* MATERIAL PROVIDED *

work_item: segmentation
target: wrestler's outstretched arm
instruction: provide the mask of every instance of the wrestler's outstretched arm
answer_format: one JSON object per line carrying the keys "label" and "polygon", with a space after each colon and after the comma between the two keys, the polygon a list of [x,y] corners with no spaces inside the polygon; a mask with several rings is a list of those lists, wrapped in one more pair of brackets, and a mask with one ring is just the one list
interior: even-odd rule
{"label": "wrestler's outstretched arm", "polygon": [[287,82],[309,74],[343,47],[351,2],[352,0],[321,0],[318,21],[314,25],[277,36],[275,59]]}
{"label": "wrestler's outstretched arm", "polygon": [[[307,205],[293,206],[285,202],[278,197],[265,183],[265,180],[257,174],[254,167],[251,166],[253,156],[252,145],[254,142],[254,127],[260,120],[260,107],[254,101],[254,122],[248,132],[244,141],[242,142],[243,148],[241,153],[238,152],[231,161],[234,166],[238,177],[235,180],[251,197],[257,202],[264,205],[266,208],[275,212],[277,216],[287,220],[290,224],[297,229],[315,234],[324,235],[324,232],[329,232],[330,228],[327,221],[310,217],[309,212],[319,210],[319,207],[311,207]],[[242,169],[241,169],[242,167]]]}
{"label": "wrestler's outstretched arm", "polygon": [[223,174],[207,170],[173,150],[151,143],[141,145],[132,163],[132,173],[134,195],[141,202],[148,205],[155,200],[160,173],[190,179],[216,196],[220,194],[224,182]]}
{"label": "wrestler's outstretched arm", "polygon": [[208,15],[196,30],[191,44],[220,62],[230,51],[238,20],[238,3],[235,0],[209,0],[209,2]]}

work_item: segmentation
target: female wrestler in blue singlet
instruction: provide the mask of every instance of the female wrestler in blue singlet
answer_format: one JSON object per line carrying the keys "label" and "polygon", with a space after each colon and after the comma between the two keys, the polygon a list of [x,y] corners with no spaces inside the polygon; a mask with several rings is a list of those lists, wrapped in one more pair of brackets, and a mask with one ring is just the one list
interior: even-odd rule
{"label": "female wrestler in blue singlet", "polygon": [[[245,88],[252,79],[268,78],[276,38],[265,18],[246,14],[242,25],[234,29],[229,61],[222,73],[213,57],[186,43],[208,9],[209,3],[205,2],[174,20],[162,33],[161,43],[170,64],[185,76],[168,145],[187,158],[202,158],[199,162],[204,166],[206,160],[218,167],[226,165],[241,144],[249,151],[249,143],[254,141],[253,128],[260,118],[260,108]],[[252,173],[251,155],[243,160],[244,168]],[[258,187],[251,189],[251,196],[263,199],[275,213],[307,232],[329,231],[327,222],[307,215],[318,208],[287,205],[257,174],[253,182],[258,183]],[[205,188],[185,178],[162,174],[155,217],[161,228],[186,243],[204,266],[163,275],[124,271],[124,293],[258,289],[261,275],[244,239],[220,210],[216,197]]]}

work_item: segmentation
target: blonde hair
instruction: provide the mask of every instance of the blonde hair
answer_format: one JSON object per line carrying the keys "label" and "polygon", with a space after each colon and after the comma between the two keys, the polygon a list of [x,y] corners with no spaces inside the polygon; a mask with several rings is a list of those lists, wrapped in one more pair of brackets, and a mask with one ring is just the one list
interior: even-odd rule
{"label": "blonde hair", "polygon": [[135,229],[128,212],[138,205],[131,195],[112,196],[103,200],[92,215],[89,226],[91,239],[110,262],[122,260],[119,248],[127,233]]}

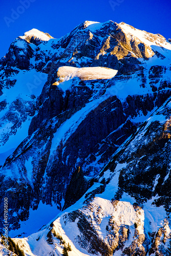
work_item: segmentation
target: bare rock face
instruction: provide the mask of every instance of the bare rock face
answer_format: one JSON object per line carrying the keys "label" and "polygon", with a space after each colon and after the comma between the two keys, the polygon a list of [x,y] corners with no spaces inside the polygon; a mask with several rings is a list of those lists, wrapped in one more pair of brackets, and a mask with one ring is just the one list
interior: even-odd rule
{"label": "bare rock face", "polygon": [[29,44],[18,38],[11,44],[6,55],[5,62],[8,66],[16,67],[22,70],[28,70],[33,56],[33,51]]}

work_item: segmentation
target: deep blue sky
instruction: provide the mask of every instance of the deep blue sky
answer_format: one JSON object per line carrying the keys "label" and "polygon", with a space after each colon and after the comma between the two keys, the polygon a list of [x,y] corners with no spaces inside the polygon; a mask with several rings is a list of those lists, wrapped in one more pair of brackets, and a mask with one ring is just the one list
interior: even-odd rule
{"label": "deep blue sky", "polygon": [[[170,0],[110,1],[115,7],[110,0],[1,0],[0,57],[16,37],[32,28],[59,38],[86,20],[123,22],[171,38]],[[25,1],[27,8],[21,7]]]}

* WHAT THE EXERCISE ASKS *
Rewrite all of the data above with "provide" changed to "return" and everything else left the same. Leave the pictures out of your answer.

* RESULT OF THIS EXERCISE *
work_item: segmentation
target: wrestler's outstretched arm
instruction: return the mask of every instance of the wrestler's outstretched arm
answer_format: one JSON object per line carrying the keys "label" and "polygon", with a space after each colon and after the comma between the two keys, the polygon a list of [x,y] corners with no spaces inside the polygon; a mask with several rings is a list of those lists, wrapped in one more pair of brackets, and a mask with one ring is just the one list
interior: even-odd rule
{"label": "wrestler's outstretched arm", "polygon": [[287,82],[309,74],[343,47],[351,2],[352,0],[321,0],[318,21],[314,25],[277,36],[275,59]]}
{"label": "wrestler's outstretched arm", "polygon": [[[307,205],[293,206],[285,202],[278,197],[265,183],[265,180],[257,174],[254,167],[251,166],[253,156],[252,145],[254,142],[254,127],[260,120],[260,107],[254,101],[254,122],[248,132],[244,141],[242,142],[243,148],[241,153],[238,152],[231,161],[234,166],[238,177],[235,180],[251,197],[257,202],[264,205],[266,208],[275,212],[277,216],[287,220],[290,224],[297,229],[315,234],[324,235],[324,232],[329,232],[330,228],[327,221],[310,217],[309,212],[319,210],[319,207],[311,207]],[[242,169],[241,169],[242,167]]]}
{"label": "wrestler's outstretched arm", "polygon": [[223,174],[207,170],[173,150],[151,143],[141,145],[132,163],[132,173],[134,195],[141,202],[148,205],[155,200],[160,173],[190,179],[216,196],[220,194],[224,182]]}
{"label": "wrestler's outstretched arm", "polygon": [[208,15],[196,30],[191,44],[220,62],[230,51],[238,20],[238,3],[235,0],[209,0],[209,2]]}

work_item: segmentation
target: female wrestler in blue singlet
instruction: return the mask of every instance of the female wrestler in blue singlet
answer_format: one JSON object per line carrying the keys "label" and "polygon", with a space after each colon and after the comma between the two keys, the polygon a list of [x,y] corners with no spaces inside the polygon; a mask with several rings is a list of those lists, wrapped in one more pair of brackets, and a mask with one ring is just the one list
interior: even-odd rule
{"label": "female wrestler in blue singlet", "polygon": [[[245,88],[252,79],[268,78],[276,38],[265,18],[246,14],[242,25],[234,29],[229,61],[222,73],[213,57],[186,43],[208,9],[209,3],[205,2],[174,20],[162,33],[161,43],[170,64],[185,76],[168,145],[187,158],[202,158],[199,162],[204,166],[206,160],[218,167],[226,165],[241,144],[249,151],[249,143],[254,141],[253,128],[260,118],[260,108]],[[252,173],[251,155],[243,160],[244,168]],[[258,187],[251,189],[251,196],[263,199],[275,213],[307,232],[329,231],[327,222],[307,215],[318,208],[287,205],[257,174],[253,182],[258,183]],[[205,188],[185,178],[162,174],[155,217],[161,228],[186,243],[204,266],[163,275],[124,271],[124,293],[258,289],[261,275],[244,239],[220,210],[216,197]]]}

work_item: segmentation
target: blonde hair
instruction: return the mask of every instance of the blonde hair
answer_format: one JSON object per line carrying the keys "label" and "polygon", with a space after each colon and after the comma between the two keys, the polygon a list of [x,y] corners with no spaces inside the polygon; a mask with several rings is a list of those lists, wrapped in one more pair of brackets, and a mask with one ring is just the one list
interior: even-odd rule
{"label": "blonde hair", "polygon": [[135,229],[128,212],[138,205],[131,195],[112,196],[103,200],[92,215],[89,226],[91,239],[110,262],[122,260],[119,248],[127,233]]}

work_item: segmentation
target: bare rock face
instruction: return the mask of every instance of the bare rock face
answer_format: one JSON object per line carrying the keys "label" and "polygon", with a space after each colon and after the comma between the two keys, the polygon a list of [x,y] corners with no spaces inside the polygon; a mask with several rings is a list of those lists, wrapped in one more pair of brackets, and a mask with one ring is just the one list
interior: even-odd rule
{"label": "bare rock face", "polygon": [[29,44],[18,38],[11,44],[6,55],[5,62],[8,66],[16,67],[22,70],[28,70],[33,56],[33,51]]}

work_item: segmentation
target: deep blue sky
instruction: return the mask of every instance of the deep blue sky
answer_format: one JSON object per line carrying the keys "label" and "polygon", with a space after each colon and after the comma between the two keys, the polygon a list of [x,y] corners with no spaces inside the polygon; a mask with several rings is a list of those lists, wrapped in one more pair of brackets, and a mask with one ring is just the one list
interior: even-odd rule
{"label": "deep blue sky", "polygon": [[[170,0],[110,1],[115,7],[110,0],[1,0],[0,57],[16,37],[32,28],[59,38],[86,20],[123,22],[171,38]],[[25,1],[27,8],[21,7]]]}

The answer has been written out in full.